SELECTED PASSAGE ->
-- -- --

I have given up on my summer garden. We have had so much rain that my plants have given up. I have had to battle so many plant disease this year and they have won. I have never had a problem with my veggie garden until this year. Even in the heavy rains of 2013 my garden survived. The only plants that are doing ago are my herbs. Between the tomato disease and the vermin I have only manage to get about 5 tomatoes so far. Every garden needs a little dry time.
I Give Up
Yup. My sentiments on the gardening as well. Fallow means pampering for nex year as far as I am concerned, and tossing for sunshine to soak in
I will pull everything that is bad and dying and start planning for my fall garden. I know I want to grow collards, cabbage and kale. I welcome suggestions for fall/winter veggies.
I'm not sure what you've done to prevent damage in the garden but if you have problems with worms and vermin in July you will surely be plagued come fall. Army worms love everything and the onslaught of moth larva is yet to come.
We had two incidents of dry spells lasting for more than a week and otherwise received lots of rain. This resulted in one of the best gardens ever. Tomatoes are just now at their peak, the last of the cabbage was picked two weeks ago, peppers and eggplants are now coming in in full and we are drowning in southern peas and okra. The first cucumbers (for pickling and relish) are done as is the summer squash but the second, smaller planting of Suyo cucumbers is enough for nightly salads.
I plant arugula, cilantro, turnips, collards, kale, rutabagas and mustard in fall. Cabbage seems to freeze out before heading and I've not had success with Brussels sprouts though farmers here in N. Ga. grow it. For me it is puny. I occasionally plant heirloom garlic varieties around Thanksgiving time. Being out here in the country I am mindful that the deer might move in if the grazing gets tough so I don't invest too much energy in a winter garden. Just a few patches of this and that.
I know I'm a little late with this response but have to put my 2 cents in by saying this was the worst year I have had. It started out great. Tomatoes growing like wildfires. But then came the deluges. Not rains but downpours that over flooded my garden beds and when it did stop it left the beds hard as mudpie cutting off the oxygen the plants needed. Put in more tomatoes for fall thinking they may make it and the same thing happpened. What fruits there were, were cracked or distorted on wilting and blackened vines. Out of 20 plants I got about 7 edible tomaoes only because I picked them to ripen indoors. One can only hope for a better next year or else I'm giving up as well.

-- -- --

DATASET EXCERPTS ->
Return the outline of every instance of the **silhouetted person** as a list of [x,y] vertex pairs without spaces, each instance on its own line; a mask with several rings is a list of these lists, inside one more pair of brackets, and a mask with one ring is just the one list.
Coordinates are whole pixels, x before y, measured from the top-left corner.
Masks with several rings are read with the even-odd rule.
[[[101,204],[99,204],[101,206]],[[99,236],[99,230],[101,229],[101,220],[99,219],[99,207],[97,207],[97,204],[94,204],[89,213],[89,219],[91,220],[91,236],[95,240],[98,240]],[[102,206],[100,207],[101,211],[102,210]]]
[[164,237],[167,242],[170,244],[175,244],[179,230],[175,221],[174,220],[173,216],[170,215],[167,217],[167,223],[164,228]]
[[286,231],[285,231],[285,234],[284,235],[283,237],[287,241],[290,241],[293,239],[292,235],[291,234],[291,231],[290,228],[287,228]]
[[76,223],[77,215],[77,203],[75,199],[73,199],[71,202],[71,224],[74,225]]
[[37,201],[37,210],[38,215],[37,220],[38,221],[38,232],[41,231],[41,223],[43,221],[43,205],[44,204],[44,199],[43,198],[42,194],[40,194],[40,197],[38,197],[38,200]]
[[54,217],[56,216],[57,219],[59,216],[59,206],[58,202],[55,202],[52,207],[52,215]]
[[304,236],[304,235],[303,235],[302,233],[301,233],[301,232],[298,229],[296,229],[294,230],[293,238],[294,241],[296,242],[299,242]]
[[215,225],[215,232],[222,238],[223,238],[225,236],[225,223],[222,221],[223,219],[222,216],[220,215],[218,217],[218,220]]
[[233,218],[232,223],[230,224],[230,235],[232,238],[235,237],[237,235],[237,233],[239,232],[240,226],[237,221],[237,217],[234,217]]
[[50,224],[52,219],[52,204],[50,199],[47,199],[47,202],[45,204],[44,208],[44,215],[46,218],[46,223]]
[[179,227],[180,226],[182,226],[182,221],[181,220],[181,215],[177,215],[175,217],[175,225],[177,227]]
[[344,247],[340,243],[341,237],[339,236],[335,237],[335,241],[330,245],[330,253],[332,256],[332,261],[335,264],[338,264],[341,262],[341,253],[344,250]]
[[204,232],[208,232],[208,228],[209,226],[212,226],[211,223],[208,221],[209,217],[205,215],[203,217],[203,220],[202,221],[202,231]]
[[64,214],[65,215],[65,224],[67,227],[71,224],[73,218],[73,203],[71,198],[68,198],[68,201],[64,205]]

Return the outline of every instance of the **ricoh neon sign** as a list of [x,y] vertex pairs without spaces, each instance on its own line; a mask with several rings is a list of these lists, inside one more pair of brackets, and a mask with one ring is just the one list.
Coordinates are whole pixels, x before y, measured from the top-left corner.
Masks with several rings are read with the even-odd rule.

-- -- --

USING THE INFORMATION ->
**A)** In the post about the rain-soaked summer garden, put this sentence into Spanish: "Every garden needs a little dry time."
**B)** Extend the post about the rain-soaked summer garden and its comments, starting right after the final comment.

WRITTEN ANSWERS ->
**A)** Todo jardín necesita un poco de tiempo seco.

**B)**
One thing was a curious abnormality on a pepper plant that was covered with weeds that I did'nt even see. When i cleared an opening I found a ton of Marconi type peppers grown from last years seed drop. Beautiful untouched by critters and unharmed by the rain. I'm not touching them until they turn red. Maybe it's me that's causing the problem with mt tomatoes.
This message was edited Sep 30, 2017 1:50 PM
It is frustrating having put in all that work. I have a challenge gardening on the narrow steps we've created down a steep hillside. Have literally gone over the mountain on occasion. Once with a tiller. On the plus side, drainage is excellent. We did receive crazy amounts of rain this year. I'm usually cursing the hours spent watering but did no watering this entire summer. That's a first.
I am puzzled as to why various lima-type beans are so late this year. Planted in May and all have been vigorous but late flowering. Just now picking Christmas beans. Black Jungle beans are not filled and Willow Leaf is only now forming beans. It was flowering earlier on but no signs of an earlier crop as promised by Farmerdill. I can only attribute it to the heavy rains.
The chipmunks and/or squirrels ruined almost everything in my garden last year. I'd given up on tomatoes but even had peppers and eggplants gnawed on before they were ready to pick. Grrrr!!! I even had green gourds with holes chewed - a first.
I have heard that using fine netting used to keep birds out actually works with small critters too. Apparently they hate to crawl and walk over the stuff so you need to drape it loosely over the plants to keep them away. I am going to try this method this year. Wish me luck.
I also put into some new chainlink fencing to allow my little rescue Manchester Terrier mix into the garden area. I hope she will either drive away or kill those dang pests!!!!
I'm also cheering on the hawks and owls that reside in the neighborhood, not to mention the coyotes and foxes.